EXTRACTED RECORDS:
◆ ◆ ◆ ◆

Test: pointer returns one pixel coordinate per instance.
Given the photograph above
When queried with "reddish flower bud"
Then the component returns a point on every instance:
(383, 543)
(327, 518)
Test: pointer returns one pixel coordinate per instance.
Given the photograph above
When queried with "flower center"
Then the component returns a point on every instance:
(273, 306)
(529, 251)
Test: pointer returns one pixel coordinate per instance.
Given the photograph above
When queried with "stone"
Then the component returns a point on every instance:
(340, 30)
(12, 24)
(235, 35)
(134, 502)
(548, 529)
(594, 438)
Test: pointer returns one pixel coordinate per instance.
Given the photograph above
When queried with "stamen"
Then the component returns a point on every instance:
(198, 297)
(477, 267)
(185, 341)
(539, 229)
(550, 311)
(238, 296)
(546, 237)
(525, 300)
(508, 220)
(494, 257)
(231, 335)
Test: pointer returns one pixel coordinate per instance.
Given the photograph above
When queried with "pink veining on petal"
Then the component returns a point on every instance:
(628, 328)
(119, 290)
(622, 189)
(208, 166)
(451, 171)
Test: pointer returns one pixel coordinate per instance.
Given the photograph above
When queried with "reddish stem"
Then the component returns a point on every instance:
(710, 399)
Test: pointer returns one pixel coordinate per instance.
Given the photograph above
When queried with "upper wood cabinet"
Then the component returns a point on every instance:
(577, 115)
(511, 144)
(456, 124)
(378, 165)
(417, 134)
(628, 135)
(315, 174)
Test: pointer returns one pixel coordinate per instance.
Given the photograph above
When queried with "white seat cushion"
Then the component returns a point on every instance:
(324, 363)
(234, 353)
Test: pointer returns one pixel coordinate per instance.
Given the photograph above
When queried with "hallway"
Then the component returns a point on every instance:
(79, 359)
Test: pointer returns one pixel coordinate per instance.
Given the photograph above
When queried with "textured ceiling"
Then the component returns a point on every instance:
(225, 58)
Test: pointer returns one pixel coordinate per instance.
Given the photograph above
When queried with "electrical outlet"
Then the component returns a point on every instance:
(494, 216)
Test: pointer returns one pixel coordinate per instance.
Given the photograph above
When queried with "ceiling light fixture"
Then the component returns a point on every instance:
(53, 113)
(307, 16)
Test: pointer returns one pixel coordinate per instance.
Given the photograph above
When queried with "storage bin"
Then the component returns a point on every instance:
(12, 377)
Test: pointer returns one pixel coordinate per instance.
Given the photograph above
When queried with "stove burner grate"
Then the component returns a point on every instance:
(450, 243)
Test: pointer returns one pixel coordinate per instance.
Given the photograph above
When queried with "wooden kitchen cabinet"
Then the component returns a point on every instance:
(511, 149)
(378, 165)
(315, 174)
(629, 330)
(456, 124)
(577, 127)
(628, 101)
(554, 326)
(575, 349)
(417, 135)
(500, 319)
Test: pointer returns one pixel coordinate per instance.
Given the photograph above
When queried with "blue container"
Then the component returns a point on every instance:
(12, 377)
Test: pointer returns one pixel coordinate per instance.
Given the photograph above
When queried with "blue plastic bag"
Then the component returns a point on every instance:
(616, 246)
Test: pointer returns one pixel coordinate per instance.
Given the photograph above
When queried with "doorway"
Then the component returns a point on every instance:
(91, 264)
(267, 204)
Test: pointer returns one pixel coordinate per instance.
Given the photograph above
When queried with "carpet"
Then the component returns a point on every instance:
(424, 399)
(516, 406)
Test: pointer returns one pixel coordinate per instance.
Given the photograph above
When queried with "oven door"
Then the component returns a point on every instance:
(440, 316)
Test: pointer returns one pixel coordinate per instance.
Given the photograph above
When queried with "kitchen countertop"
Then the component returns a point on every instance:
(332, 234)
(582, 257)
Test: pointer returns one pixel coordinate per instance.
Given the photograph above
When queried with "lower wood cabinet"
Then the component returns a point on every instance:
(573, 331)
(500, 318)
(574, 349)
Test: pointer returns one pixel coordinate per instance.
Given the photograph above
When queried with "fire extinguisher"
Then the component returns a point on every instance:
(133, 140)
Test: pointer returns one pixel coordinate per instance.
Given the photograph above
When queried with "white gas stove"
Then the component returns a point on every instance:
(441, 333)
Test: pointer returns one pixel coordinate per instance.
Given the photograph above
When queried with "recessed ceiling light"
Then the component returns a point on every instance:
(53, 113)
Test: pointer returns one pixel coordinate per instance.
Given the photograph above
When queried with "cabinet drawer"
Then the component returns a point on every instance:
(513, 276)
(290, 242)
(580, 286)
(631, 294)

◆ ◆ ◆ ◆

PROBLEM: Write the whole listing out again. Keep every line exactly as it is.

WRITTEN SOLUTION:
Test: pointer returns one pixel coordinate per instance.
Given the photograph above
When queried with "reddish flower bud"
Then the component returns a point on every instance:
(383, 543)
(327, 518)
Test: pointer returns one pixel coordinate per instance.
Given the photograph above
When queried with "flower center"
Then the component returns a point on every instance:
(273, 306)
(529, 251)
Test: pointer returns one pixel coordinate per instance.
Given the photograph above
When queried with "stone"
Then the component returns a point on every instance:
(340, 30)
(12, 24)
(235, 35)
(134, 502)
(548, 529)
(594, 438)
Test: pointer returns one pixel coordinate per instance.
Given the photograph above
When queried with "stamen"
Then the component returns a point on every instance:
(198, 297)
(477, 267)
(185, 341)
(539, 229)
(550, 311)
(238, 296)
(546, 237)
(525, 300)
(508, 220)
(494, 257)
(231, 335)
Test: pointer returns one pixel coordinate per instance.
Given the photograph above
When queried with "pink veining on petal"
Then the component returns a point on every instance:
(628, 328)
(119, 290)
(622, 189)
(208, 166)
(451, 171)
Test: pointer returns one pixel coordinate per instance.
Given the photograph above
When queried with "reddish stem"
Then the component returns a point on every instance:
(710, 399)
Test: pointer returns one pixel coordinate per instance.
Given the photograph above
When queried with "upper wood cabinet"
Then the component returns a point on every instance:
(577, 115)
(511, 144)
(456, 124)
(378, 165)
(417, 134)
(628, 135)
(315, 174)
Test: pointer returns one pixel coordinate per instance.
Given the photograph above
When queried with "white seat cushion"
Then the component returns a point on every instance:
(324, 363)
(234, 353)
Test: pointer returns one pixel coordinate per instance.
Given the photograph above
When queried with "hallway"
Then the component returns a point on every instance:
(79, 359)
Test: pointer returns one pixel coordinate per instance.
Given the photograph above
When queried with "textured ceiling"
Then the component returns a point on every instance:
(225, 58)
Test: pointer returns one pixel coordinate per instance.
Given the photograph above
When queried with "electrical outlet"
Then the component returns a point on every instance:
(494, 216)
Test: pointer returns one pixel coordinate per instance.
Given the photograph above
When queried with "ceiling light fixture"
Then the component returns a point on every instance:
(53, 113)
(307, 16)
Test: pointer returns one pixel coordinate per instance.
Given the photograph above
When queried with "storage bin"
Then the component returns a point on every instance:
(12, 377)
Test: pointer returns one pixel coordinate per instance.
Given the photograph above
When queried with "stove burner grate"
Then the component returns a point on every instance:
(450, 243)
Test: pointer returns one pixel coordinate per instance.
Given the photograph above
When queried with "wooden kitchen cabinet"
Then the component returns a point on every instance:
(511, 149)
(378, 165)
(315, 174)
(629, 330)
(456, 124)
(577, 127)
(628, 101)
(554, 326)
(575, 349)
(417, 135)
(500, 319)
Test: pointer returns one pixel coordinate per instance.
Given the photograph above
When queried with "blue container"
Then the component returns a point on every instance:
(12, 377)
Test: pointer returns one pixel coordinate per instance.
Given the photograph above
When queried with "blue plastic bag"
Then the component returns a point on every instance:
(616, 246)
Test: pointer returns one pixel coordinate per instance.
Given the photograph above
When queried with "doorway"
Then the component returns a point on every instance:
(91, 264)
(267, 204)
Test: pointer returns one pixel coordinate per instance.
Given the photograph above
When queried with "carpet"
Then the component returns a point on every instance:
(424, 399)
(516, 406)
Test: pointer returns one pixel coordinate per instance.
Given the photograph above
When queried with "oven door"
Then the component returns a point on every instance:
(440, 316)
Test: pointer returns one pixel coordinate per instance.
Given the photograph above
When queried with "kitchen countertop"
Then the component returns a point on every instance:
(332, 234)
(582, 257)
Test: pointer returns one pixel coordinate per instance.
Given the photograph above
When queried with "lower wood cabinet"
Then the component returns a point on every instance:
(573, 331)
(500, 318)
(574, 349)
Test: pointer returns one pixel coordinate per instance.
Given the photograph above
When queried with "fire extinguisher"
Then the component returns a point on every instance:
(133, 140)
Test: pointer returns one pixel coordinate per instance.
Given the photograph above
When queried with "white gas stove"
Then the component returns a point on every instance:
(441, 333)
Test: pointer returns one pixel coordinate per instance.
Given the photograph above
When queried with "recessed ceiling light"
Then the component returns a point on every instance:
(53, 113)
Test: pointer returns one pixel coordinate per instance.
Given the photograph above
When queried with "cabinet drawer"
Then the component returns a point on every instance:
(513, 276)
(290, 242)
(580, 286)
(631, 294)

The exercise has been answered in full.